#### SHORT EXERCISE
Format the lines from the one containing "Tag one point on every instance of the green" through the end of the material as a numbered list, leaving out any blank lines.

#### DATA LISTING
▶

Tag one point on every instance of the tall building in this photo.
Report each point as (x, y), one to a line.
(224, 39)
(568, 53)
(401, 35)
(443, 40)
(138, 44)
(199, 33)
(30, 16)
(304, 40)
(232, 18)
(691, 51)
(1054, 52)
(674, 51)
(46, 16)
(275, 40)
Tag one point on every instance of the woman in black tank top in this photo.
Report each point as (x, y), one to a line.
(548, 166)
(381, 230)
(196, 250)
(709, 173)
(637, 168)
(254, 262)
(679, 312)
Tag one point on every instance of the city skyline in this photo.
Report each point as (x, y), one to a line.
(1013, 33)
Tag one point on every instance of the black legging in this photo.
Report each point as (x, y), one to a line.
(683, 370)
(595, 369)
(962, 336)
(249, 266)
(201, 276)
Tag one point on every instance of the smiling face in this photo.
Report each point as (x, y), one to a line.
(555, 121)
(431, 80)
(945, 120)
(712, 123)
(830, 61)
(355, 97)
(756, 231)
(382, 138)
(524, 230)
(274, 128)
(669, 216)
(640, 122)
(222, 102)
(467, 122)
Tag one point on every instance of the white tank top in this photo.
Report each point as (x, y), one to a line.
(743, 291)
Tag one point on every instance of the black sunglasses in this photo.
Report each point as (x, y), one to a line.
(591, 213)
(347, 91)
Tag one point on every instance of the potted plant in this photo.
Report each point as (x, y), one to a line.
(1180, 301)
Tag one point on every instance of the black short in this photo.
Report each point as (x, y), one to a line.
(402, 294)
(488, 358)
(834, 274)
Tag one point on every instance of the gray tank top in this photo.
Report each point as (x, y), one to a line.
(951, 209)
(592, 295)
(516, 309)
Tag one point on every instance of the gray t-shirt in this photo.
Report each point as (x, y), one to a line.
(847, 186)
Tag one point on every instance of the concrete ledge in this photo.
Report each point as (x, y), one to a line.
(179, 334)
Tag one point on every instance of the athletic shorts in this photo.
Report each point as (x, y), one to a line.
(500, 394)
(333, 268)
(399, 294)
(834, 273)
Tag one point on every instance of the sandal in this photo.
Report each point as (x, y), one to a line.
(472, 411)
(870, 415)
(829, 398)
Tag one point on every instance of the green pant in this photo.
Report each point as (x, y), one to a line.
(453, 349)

◀

#### RESULT OF THE TASK
1. Tag one point on every instance of the green pant in this photo.
2. Report each point as (x, y), one to a line.
3. (453, 349)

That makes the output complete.